(Excerpts of pointing data)
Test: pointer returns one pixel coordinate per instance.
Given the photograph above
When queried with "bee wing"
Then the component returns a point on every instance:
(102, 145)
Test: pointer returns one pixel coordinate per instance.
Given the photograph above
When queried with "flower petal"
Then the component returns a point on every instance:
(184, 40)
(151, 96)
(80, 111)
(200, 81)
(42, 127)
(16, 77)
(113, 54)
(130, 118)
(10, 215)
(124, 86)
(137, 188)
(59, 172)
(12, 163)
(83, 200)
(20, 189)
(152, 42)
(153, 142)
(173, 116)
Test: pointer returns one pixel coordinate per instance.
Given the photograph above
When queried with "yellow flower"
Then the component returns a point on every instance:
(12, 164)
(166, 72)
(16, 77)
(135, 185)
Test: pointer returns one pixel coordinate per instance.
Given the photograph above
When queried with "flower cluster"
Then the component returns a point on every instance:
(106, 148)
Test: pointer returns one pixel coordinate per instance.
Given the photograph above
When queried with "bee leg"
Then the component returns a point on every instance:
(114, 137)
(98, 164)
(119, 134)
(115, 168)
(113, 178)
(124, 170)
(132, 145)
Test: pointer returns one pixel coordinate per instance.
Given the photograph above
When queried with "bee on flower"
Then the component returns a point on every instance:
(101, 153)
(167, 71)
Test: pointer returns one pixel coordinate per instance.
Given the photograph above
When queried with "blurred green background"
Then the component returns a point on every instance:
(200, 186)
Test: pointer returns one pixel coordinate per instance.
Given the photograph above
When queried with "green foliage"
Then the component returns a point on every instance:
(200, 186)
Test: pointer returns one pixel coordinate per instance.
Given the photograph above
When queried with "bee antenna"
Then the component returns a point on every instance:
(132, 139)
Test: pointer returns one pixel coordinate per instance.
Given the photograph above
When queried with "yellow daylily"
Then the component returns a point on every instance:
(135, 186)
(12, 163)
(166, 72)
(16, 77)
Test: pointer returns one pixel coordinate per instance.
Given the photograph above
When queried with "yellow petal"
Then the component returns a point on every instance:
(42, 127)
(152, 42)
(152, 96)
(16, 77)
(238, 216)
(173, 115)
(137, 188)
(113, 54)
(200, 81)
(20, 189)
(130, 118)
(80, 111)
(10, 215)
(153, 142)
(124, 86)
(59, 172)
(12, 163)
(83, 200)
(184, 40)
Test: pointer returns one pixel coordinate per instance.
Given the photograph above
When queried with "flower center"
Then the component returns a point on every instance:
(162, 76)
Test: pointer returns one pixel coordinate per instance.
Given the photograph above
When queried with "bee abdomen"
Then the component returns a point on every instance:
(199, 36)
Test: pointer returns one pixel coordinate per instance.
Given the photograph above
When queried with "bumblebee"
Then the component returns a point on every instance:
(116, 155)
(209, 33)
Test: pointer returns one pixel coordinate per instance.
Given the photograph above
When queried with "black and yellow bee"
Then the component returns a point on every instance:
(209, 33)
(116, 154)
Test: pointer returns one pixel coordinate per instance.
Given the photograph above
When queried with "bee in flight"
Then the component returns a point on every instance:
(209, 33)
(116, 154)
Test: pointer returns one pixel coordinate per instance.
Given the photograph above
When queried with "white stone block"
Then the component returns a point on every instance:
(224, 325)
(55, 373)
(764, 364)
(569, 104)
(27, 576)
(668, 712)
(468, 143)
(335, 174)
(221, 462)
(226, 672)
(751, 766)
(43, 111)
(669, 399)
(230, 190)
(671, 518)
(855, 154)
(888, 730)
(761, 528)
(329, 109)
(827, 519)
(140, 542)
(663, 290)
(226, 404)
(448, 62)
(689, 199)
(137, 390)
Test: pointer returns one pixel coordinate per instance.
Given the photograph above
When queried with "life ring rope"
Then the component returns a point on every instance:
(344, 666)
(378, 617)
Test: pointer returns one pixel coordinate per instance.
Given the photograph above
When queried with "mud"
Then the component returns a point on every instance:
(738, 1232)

> EXERCISE DIRECTIONS: Retype every record above exactly as written.

> THE REPLY:
Test: pointer returns one pixel coordinate per instance.
Given the photograph above
When queried with "bee wing"
Then the component returns a point on every instance:
(102, 145)
Test: pointer returns one pixel coordinate per instance.
Given the photograph above
When queried with "flower petal"
Then the component returns a point on every instance:
(184, 40)
(151, 96)
(80, 111)
(200, 81)
(42, 127)
(16, 77)
(113, 54)
(130, 118)
(10, 215)
(124, 86)
(137, 188)
(59, 172)
(12, 163)
(83, 200)
(20, 189)
(152, 42)
(153, 142)
(173, 116)
Test: pointer returns one pixel coordinate per instance.
Given the photograph above
When queried with "yellow flower"
Then the component returns a point on every instance:
(12, 164)
(166, 72)
(16, 77)
(135, 185)
Test: pointer returns one pixel coordinate per instance.
Given the photograph above
When queried with "flower cluster"
Then the component returns a point on every instance:
(106, 148)
Test: pointer returns one pixel coordinate per instance.
Given the photograph above
When queried with "bee leg"
Then the component returns a point on every instance:
(114, 137)
(98, 164)
(119, 134)
(115, 168)
(113, 178)
(124, 170)
(132, 145)
Test: pointer returns one pixel coordinate per instance.
Given the photograph above
When queried with "bee on flower"
Then the component returns a point on every instance:
(101, 153)
(167, 71)
Test: pointer returns one pixel coordinate per instance.
Given the photograph above
When queried with "blurred green background"
Then the component returns a point on every instance:
(200, 186)
Test: pointer returns one pixel coordinate per instance.
Given the photograph above
When queried with "green foliage"
Then the component returns a point on every instance:
(200, 186)
Test: pointer returns one pixel coordinate per instance.
Given the photograph above
When queried with "bee antenna"
Then the component returns a point on every instance:
(132, 139)
Test: pointer returns one pixel coordinate per instance.
Given the photograph above
When queried with "yellow daylily"
Then the component returns a point on every instance:
(135, 186)
(12, 163)
(166, 72)
(16, 77)
Test: pointer returns one pixel coordinate per instance.
Given the photograph above
When queried with "yellow petal"
Then the component returns a point on every instance:
(42, 127)
(152, 42)
(152, 96)
(16, 77)
(238, 216)
(173, 115)
(137, 188)
(113, 54)
(200, 81)
(20, 189)
(130, 118)
(80, 111)
(10, 215)
(153, 142)
(124, 86)
(59, 172)
(12, 163)
(83, 200)
(184, 40)
Test: pointer returns one pixel coordinate per instance.
Given the photograph above
When queried with "flower center"
Then the component returns a point on every instance:
(162, 76)
Test: pointer returns one pixel coordinate per instance.
Given the photograph above
When queried with "bee abdomen"
Then the component returns a point on every instance:
(199, 36)
Test: pointer returns one pixel coordinate per instance.
Given the photograph above
When queried with "bumblebee"
Then the component returns a point on every instance:
(116, 155)
(209, 33)
Test: pointer returns one pixel coordinate per instance.
Given the photograph above
When queried with "black and yellow bee"
Then the component returns a point on every instance:
(209, 33)
(116, 154)
Test: pointer returns one pixel coordinate per instance.
Given the photograph above
When queried with "bee in flight"
Then the component returns a point on every instance:
(209, 33)
(116, 154)
Test: pointer returns one pixel coordinate per instance.
Given the photograph above
When queried with "white stone block"
Then the component returns a point on every instance:
(224, 325)
(55, 373)
(764, 364)
(569, 104)
(27, 576)
(668, 712)
(468, 143)
(335, 174)
(221, 462)
(226, 672)
(751, 766)
(43, 111)
(669, 399)
(230, 190)
(671, 518)
(855, 154)
(888, 730)
(761, 528)
(329, 109)
(827, 519)
(140, 542)
(663, 290)
(226, 404)
(448, 62)
(689, 199)
(137, 390)
Test: pointer returns one pixel coordinate per instance.
Given the photograph above
When queried with "life ring rope"
Then the component returns a point on every instance:
(344, 666)
(378, 617)
Test: pointer returns one pixel coordinate per instance.
Given the photograph above
When queried with "mud"
Then the component returns a point on every instance:
(738, 1232)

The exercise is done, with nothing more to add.